EXERCISE PROMPT: Identify every line in the entries below that contains the string "kitten", treating uppercase and lowercase letters as different, and copy each such line.

Recorded data:
══════════

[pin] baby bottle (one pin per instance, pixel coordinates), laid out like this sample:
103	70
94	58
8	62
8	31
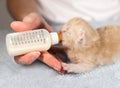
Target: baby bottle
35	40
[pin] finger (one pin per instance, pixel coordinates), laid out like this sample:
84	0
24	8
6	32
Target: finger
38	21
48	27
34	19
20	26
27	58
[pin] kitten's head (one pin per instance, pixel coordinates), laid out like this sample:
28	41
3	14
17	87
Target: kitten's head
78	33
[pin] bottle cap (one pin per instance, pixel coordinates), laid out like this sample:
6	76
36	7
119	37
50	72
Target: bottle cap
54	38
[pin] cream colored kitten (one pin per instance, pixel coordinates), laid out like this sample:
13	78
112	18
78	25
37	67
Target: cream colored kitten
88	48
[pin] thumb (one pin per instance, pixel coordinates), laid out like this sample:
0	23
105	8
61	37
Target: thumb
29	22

══════════

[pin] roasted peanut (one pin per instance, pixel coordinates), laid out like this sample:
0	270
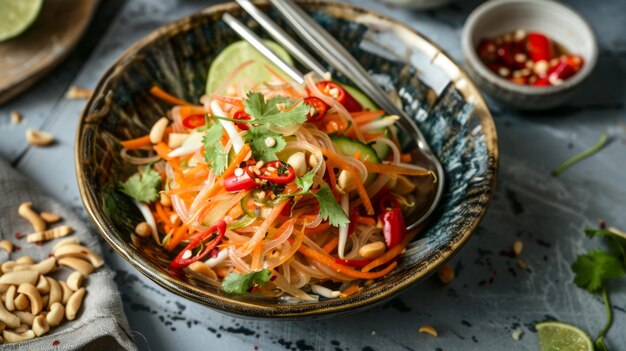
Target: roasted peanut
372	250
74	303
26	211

══════════

SOLUTION:
[pin] kitten's head (one pin per instance, pixel coordinates), laid out like this sample:
Target: kitten's head
[pin] cream colored kitten (one pin per instance, pixel coordinates), laid out like this sample:
Target: cream colored kitten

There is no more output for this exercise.